Only the words of the entries are wanted, repeated exactly and without images.
▬▬▬▬▬▬▬▬▬▬
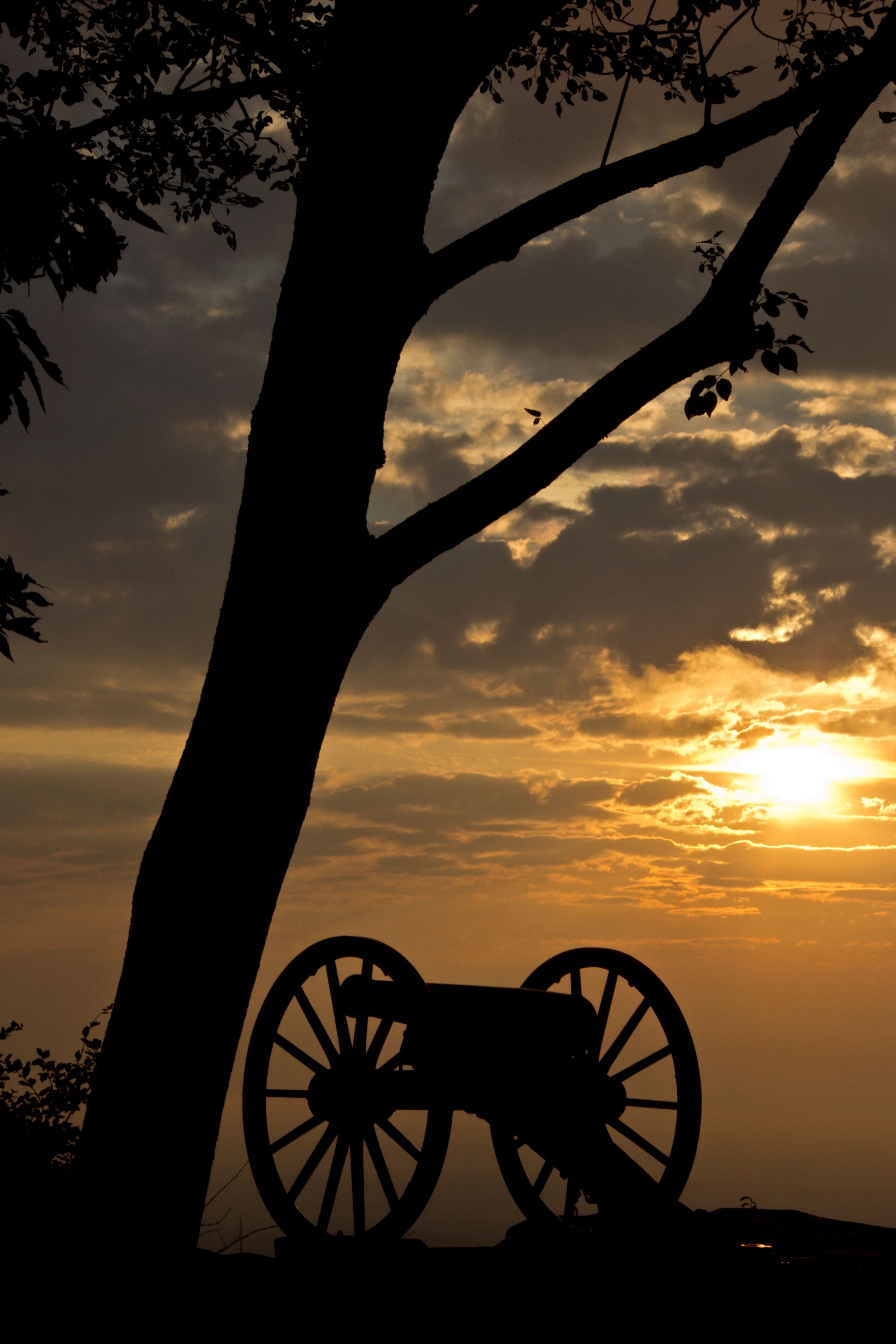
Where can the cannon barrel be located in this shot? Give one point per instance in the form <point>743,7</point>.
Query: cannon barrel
<point>510,1019</point>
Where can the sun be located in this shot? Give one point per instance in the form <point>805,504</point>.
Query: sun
<point>797,776</point>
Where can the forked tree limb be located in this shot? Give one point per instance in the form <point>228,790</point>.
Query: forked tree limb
<point>719,329</point>
<point>503,238</point>
<point>195,103</point>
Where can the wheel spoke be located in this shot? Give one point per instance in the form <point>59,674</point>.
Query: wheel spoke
<point>358,1186</point>
<point>398,1138</point>
<point>296,1134</point>
<point>318,1026</point>
<point>604,1011</point>
<point>332,1183</point>
<point>360,1022</point>
<point>312,1165</point>
<point>623,1040</point>
<point>643,1064</point>
<point>542,1179</point>
<point>299,1054</point>
<point>339,1015</point>
<point>379,1041</point>
<point>381,1167</point>
<point>636,1139</point>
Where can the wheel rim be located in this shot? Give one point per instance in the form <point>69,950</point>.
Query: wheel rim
<point>324,1160</point>
<point>643,1046</point>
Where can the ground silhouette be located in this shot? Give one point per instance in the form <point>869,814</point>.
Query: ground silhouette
<point>162,101</point>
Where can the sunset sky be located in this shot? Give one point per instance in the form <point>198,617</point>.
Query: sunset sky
<point>655,709</point>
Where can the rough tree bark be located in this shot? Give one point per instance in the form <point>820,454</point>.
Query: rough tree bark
<point>214,866</point>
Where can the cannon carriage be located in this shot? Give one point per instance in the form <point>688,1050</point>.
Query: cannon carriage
<point>588,1077</point>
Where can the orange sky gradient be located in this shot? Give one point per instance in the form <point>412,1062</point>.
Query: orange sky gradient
<point>655,709</point>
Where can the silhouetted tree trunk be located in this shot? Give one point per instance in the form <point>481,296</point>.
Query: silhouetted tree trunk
<point>351,296</point>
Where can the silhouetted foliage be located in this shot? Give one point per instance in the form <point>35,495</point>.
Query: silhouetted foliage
<point>41,1099</point>
<point>119,107</point>
<point>17,339</point>
<point>124,104</point>
<point>17,600</point>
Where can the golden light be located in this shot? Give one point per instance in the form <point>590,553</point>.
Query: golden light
<point>798,775</point>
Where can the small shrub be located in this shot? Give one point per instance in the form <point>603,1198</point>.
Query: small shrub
<point>41,1100</point>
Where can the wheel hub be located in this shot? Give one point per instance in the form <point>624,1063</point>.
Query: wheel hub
<point>348,1097</point>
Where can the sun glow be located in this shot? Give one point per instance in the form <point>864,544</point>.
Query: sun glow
<point>798,775</point>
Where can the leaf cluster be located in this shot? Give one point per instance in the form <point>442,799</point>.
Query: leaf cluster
<point>776,353</point>
<point>17,617</point>
<point>42,1097</point>
<point>124,103</point>
<point>819,37</point>
<point>676,50</point>
<point>19,341</point>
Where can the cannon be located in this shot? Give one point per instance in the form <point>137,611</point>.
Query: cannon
<point>588,1077</point>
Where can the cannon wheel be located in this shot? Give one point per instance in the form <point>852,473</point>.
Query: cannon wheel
<point>565,971</point>
<point>339,1060</point>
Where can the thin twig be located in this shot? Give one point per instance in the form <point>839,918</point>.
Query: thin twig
<point>211,1198</point>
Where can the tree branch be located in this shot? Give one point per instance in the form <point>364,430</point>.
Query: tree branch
<point>718,329</point>
<point>502,238</point>
<point>175,104</point>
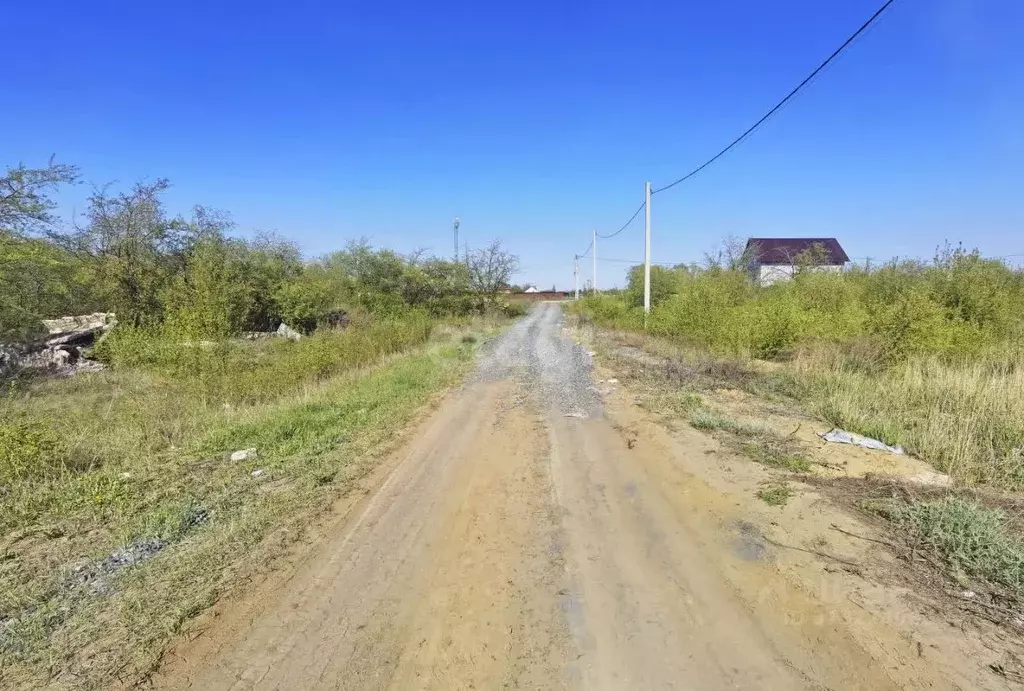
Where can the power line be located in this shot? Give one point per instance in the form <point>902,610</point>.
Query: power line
<point>782,102</point>
<point>627,224</point>
<point>639,261</point>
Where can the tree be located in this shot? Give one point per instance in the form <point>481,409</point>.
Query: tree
<point>491,268</point>
<point>37,279</point>
<point>26,205</point>
<point>730,255</point>
<point>134,248</point>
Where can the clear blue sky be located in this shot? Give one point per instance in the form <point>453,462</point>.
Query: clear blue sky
<point>537,122</point>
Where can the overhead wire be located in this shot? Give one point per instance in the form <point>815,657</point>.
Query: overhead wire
<point>836,53</point>
<point>625,225</point>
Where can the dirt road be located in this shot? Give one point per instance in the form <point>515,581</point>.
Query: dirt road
<point>526,538</point>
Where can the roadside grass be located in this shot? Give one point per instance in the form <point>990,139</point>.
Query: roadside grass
<point>775,494</point>
<point>964,417</point>
<point>973,542</point>
<point>758,442</point>
<point>967,419</point>
<point>137,456</point>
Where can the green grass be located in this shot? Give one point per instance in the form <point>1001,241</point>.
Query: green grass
<point>136,452</point>
<point>758,442</point>
<point>973,541</point>
<point>705,419</point>
<point>775,494</point>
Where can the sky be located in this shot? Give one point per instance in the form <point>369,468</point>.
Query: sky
<point>537,122</point>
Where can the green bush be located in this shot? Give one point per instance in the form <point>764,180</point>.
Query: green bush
<point>30,449</point>
<point>229,371</point>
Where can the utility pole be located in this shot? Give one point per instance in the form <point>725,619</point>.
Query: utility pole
<point>456,224</point>
<point>646,253</point>
<point>576,275</point>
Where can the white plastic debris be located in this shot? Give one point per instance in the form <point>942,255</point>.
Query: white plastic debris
<point>844,437</point>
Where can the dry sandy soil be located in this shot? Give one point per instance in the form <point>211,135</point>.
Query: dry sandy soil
<point>541,532</point>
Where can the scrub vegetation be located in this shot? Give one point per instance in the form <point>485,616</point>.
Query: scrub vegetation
<point>132,498</point>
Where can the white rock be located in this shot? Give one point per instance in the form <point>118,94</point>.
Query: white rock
<point>289,333</point>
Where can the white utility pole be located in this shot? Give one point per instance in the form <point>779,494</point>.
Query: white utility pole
<point>646,252</point>
<point>456,224</point>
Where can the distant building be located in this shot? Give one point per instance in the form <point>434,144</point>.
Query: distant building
<point>775,259</point>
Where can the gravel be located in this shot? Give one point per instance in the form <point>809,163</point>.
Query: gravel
<point>537,351</point>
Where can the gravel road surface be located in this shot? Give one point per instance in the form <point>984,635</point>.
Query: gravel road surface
<point>523,540</point>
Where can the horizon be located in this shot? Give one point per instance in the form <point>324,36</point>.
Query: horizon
<point>537,125</point>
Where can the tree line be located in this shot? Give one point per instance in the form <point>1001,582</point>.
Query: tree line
<point>127,254</point>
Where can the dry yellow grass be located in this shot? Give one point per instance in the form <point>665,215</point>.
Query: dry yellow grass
<point>965,418</point>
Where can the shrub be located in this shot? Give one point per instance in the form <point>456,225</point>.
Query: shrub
<point>30,449</point>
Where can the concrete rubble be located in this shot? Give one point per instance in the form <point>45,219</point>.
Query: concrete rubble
<point>289,333</point>
<point>64,352</point>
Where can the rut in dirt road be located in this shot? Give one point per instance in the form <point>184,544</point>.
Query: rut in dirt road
<point>520,543</point>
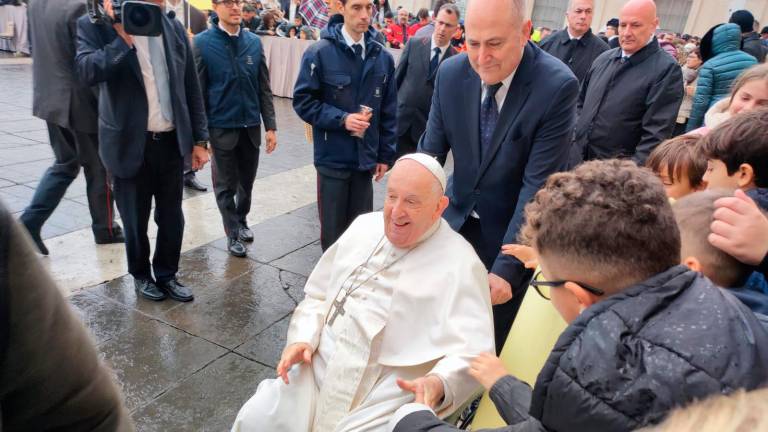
▬▬▬▬▬▬▬▬▬▬
▶ WRITTEN SOLUTION:
Where can the cannon barrel be located in this shot? Give one point per instance in the form <point>743,7</point>.
Query: cannon barrel
<point>510,1019</point>
Where can the sun be located in this shot? Give one point per instance in the form <point>805,504</point>.
Query: sun
<point>797,776</point>
Where can the forked tree limb be located in this shot? Give one point per instance in the form <point>228,790</point>.
Query: forked tree limb
<point>719,329</point>
<point>503,238</point>
<point>195,103</point>
Where can the wheel spoke be located in this shot? Give one point per instance in the form <point>59,674</point>.
Query: wheel spoke
<point>358,1186</point>
<point>398,1138</point>
<point>296,1134</point>
<point>318,1026</point>
<point>604,1011</point>
<point>332,1183</point>
<point>360,1022</point>
<point>312,1165</point>
<point>623,1040</point>
<point>643,1064</point>
<point>542,1179</point>
<point>299,1054</point>
<point>339,1015</point>
<point>379,1041</point>
<point>381,1167</point>
<point>636,1139</point>
Where can the wheel rim be located in this shot? Give one point per instance in the form <point>69,950</point>.
Query: wheel rim
<point>324,1160</point>
<point>643,1046</point>
Where can the ground silhouette be located in this shot? Give one point per instance in the form <point>869,814</point>.
Query: ground silhouette
<point>162,101</point>
Where can the sunset sky be located in this shot? Give one point per instance in the form <point>198,617</point>.
Query: sunset sky
<point>655,709</point>
Where can the rough tree bark be located in this shot? Give one point per instance in the form <point>820,454</point>.
Query: rough tree bark
<point>214,866</point>
Where can the cannon carriage be located in this shot? Give one point per instance in the form <point>688,1050</point>.
Query: cannon carriage
<point>588,1077</point>
Where can the orange sky gradient be located in this shot? Give one point per instance in the form <point>412,1062</point>.
Query: orange sky gradient
<point>655,709</point>
Where can the silhouetted tree trunk be located in this shot? Give one point per instance in the form <point>481,296</point>.
Query: silhouetted tree trunk
<point>351,296</point>
Where can the silhouetted foliage be located in this shot? Give one point per instance in the form <point>35,495</point>.
Query: silhouetted foliage
<point>41,1099</point>
<point>119,107</point>
<point>17,339</point>
<point>124,104</point>
<point>17,600</point>
Where can the golden light be located in this shot? Give one point per instance in the form <point>590,553</point>.
Query: golden light
<point>798,775</point>
Where can the small shrub be located in this shot? Give one point per instance in the form <point>603,1198</point>.
Query: small shrub
<point>41,1100</point>
Where can the wheel hub be located in this shot? Give one point per instance in the form <point>624,1063</point>.
Query: wheel hub
<point>348,1097</point>
Where can the sun glow be located in this shot? Give one point per instance in the form <point>864,544</point>.
Query: sun glow
<point>798,775</point>
Where can the leaf cluster be located in this shot? Give one point per instance in the form <point>442,799</point>.
Query: leaf cluster
<point>776,353</point>
<point>17,617</point>
<point>42,1097</point>
<point>124,103</point>
<point>819,37</point>
<point>676,50</point>
<point>19,341</point>
Where can the cannon be located in this shot? Give one point per instance in the form <point>137,611</point>.
Query: cannon
<point>588,1077</point>
Where can the cannon wheel be located in this shot? Give one point per instance in the form <point>852,473</point>.
Query: cannon wheel
<point>565,971</point>
<point>339,1060</point>
Where can the thin twig be located in this shot? Give one point per instance in the form <point>839,918</point>.
Query: thin twig
<point>211,1198</point>
Where can the tree branch be located in this shot? Give one point per instance in the form <point>364,430</point>.
Query: tree branch
<point>718,329</point>
<point>502,238</point>
<point>175,104</point>
Where can the power line be located in this shot? Give one point per instance in the form <point>902,610</point>.
Query: power line
<point>782,102</point>
<point>627,224</point>
<point>639,261</point>
Where can the tree be located in this shot? Give one point per instance in the form <point>481,409</point>.
Query: tree
<point>491,268</point>
<point>37,279</point>
<point>26,205</point>
<point>730,255</point>
<point>134,248</point>
Where can the clear blue sky be located in this shot? Give one point per instance in the form <point>453,462</point>.
Query: clear blue sky
<point>537,122</point>
Where can the overhead wire be located in this shot? Give one point per instance in the form <point>815,657</point>.
Query: overhead wire
<point>836,53</point>
<point>625,225</point>
Where can the dirt road be located in this shot? Give one point per instance in the form <point>515,581</point>.
Query: dirt road
<point>526,538</point>
Where can the roadside grass be located in this shot? Give one point per instance in the form <point>990,139</point>.
Query: roadside grass
<point>775,494</point>
<point>964,417</point>
<point>973,542</point>
<point>758,442</point>
<point>967,419</point>
<point>137,456</point>
Where can the green grass be located in this shot? Give one point per instance in the form <point>1001,241</point>.
Query: green grass
<point>136,452</point>
<point>758,442</point>
<point>973,541</point>
<point>705,419</point>
<point>775,494</point>
Where can the sky be located in this shot? Give one point per instance in the form <point>369,468</point>.
Query: sky
<point>537,122</point>
Where can the green bush be located in this shot? Give one point per instance in the form <point>764,180</point>.
Query: green bush
<point>30,449</point>
<point>229,371</point>
Where can the utility pole be located in this shot? Give one point per instance in the form <point>725,619</point>.
Query: utility pole
<point>456,224</point>
<point>646,253</point>
<point>576,275</point>
Where can the white plastic debris be located in this shot? Give one point per instance in the form <point>942,255</point>.
Query: white plastic debris
<point>844,437</point>
Where can the dry sandy soil be located in this shot? Give one point per instance in the form <point>211,135</point>.
Query: dry sandy soil
<point>541,532</point>
Where can the scrub vegetation be located in this shot? Give one point per instance in the form <point>485,616</point>.
Query: scrub vegetation
<point>132,498</point>
Where can the white rock be located in this shot? Give one point per instance in the form <point>118,94</point>.
Query: white rock
<point>289,333</point>
Where can the white utility pole be located in this shot? Give one point per instance in the form <point>779,494</point>.
Query: white utility pole
<point>646,252</point>
<point>456,224</point>
Where can the distant building be located in this shot? Give one point per instance in the form <point>434,144</point>.
Query: distant building
<point>775,259</point>
Where can the gravel be located in this shot? Give one point per instance in the form <point>809,163</point>.
Query: gravel
<point>537,351</point>
Where can the gravel road surface be located in this shot? Give one point per instance in the form <point>984,635</point>.
Query: gravel road surface
<point>523,540</point>
Where can the horizon be located in this shot? Give one point per instance in the form <point>324,36</point>.
Query: horizon
<point>537,125</point>
Where can the tree line be located in this shot? Give one point per instance in the form <point>1001,582</point>.
Query: tree line
<point>127,254</point>
Where can the dry yellow grass be located in this shot? Give one point per instance in the form <point>665,215</point>.
Query: dry yellow grass
<point>965,418</point>
Where can the shrub be located in this shot? Give one point per instance in the form <point>456,225</point>.
Query: shrub
<point>30,449</point>
Where can the concrete rubble be located in this shot? Give one point per instance in the form <point>45,219</point>.
Query: concrete rubble
<point>289,333</point>
<point>64,352</point>
Where can the rut in dirt road be located in this shot? Give one point per instance in the form <point>184,544</point>.
Query: rut in dirt road
<point>520,543</point>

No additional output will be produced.